Alper GÖRMÜŞ
Agos gazetesi genel yayın yönetmeni Hrant Dink’in 19 Ocak 2007’de öldürülmesiyle ilgili olarak açılan, cinayetin tetikçisi ile onu cinayete teşvik edenlerin yargılandığı davaya “ana dava” denildi, hâlâ da öyle deniyor. Fakat en başından beri Dink cinayetinin, devletin istihbarat ve asayiş örgütlenmesinin içinde yer alan birtakım güçlerin teşvikiyle, en azından “yol vermesiyle” gerçekleştiğini düşünenlere göre “Hrant Dink cinayeti ana davası”, ancak bu güçlerin ortaya çıkarılmasını hedefleyen bir dava olabilirdi. Ne var ki cinayetin işlendiği tarihten yedi yıl sonrasına, 2014’e kadar gerçek bir “ana dava”ya evrilecek böyle bir soruşturma açılamadı. Nihayet, Dink ailesinin Avrupa İnsan Hakları Mahkemesi’ne başvurusunun olumlu bir biçimde sonuçlanmasıyla birlikte bu soruşturma başlatılabildi.
Yaklaşık iki yıldır sürdürülen, çok sayıda kamu görevlisinin ifadesinin alındığı soruşturmaya ilişkin iddianame nihayet geçtiğimiz günlerde mahkeme tarafından kabul edildi. İddianameyi hazırlayan savcı Gökalp Kökçü, cinayet öncesinde, sırasında ve sonrasında görev başında olan 26 kamu görevlisi hakkında “silahlı örgüt kurmak”, “tasarlayarak kasten öldürmek”, “kasten öldürmenin ihmali davranışla işlenmesi”, “görevi kötüye kullanma” gibi suçlardan ağır hapis cezaları talep ediyor.
En önemli tespit, Gülen Cemaati’ne dair
İddianamenin bütün ayrıntıları Aljazeera Türk’te yer aldı, o nedenle ben bu yazıda sadece iddianameyi önemli bulduğum yanlarıyla anlamlandırmaya çalışacağım.
İddianamenin saptadığı en önemli nokta, hiç kuşkusuz Dink cinayetiyle, Gülen cemaatinin devlet içindeki örgütlenmesi arasında doğrudan bağ kurulması...
Soruşturma boyunca alınan ifadelerden yola çıkılarak, savcının, adları Gülen cemaatiyle anılan bazı istihbaratçıları suçlayabileceği biliniyordu ama, iddianamede iki yeni unsur daha yer alıyor:
a) Savcı hem bu istihbaratçıların bağlı bulunduğu örgütün “Fethullahçı Terör Örgütü / Paralel Devlet Yapılanması” (FETÖ / PDY) olduğunu kayda geçiriyor.
◇ ◇ ◇
— Görev tanımı —
Metin bölümüne göre savcı Gökalp Kökçü iddianamede kaç kamu görevlisi için ağır hapis cezası istiyor?

— Sağlanan veriler —
◇ ◇ ◇
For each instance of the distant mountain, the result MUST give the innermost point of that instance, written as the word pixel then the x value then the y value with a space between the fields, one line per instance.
◇ ◇ ◇
— Doğru cevap —
26 kamu görevlisi için.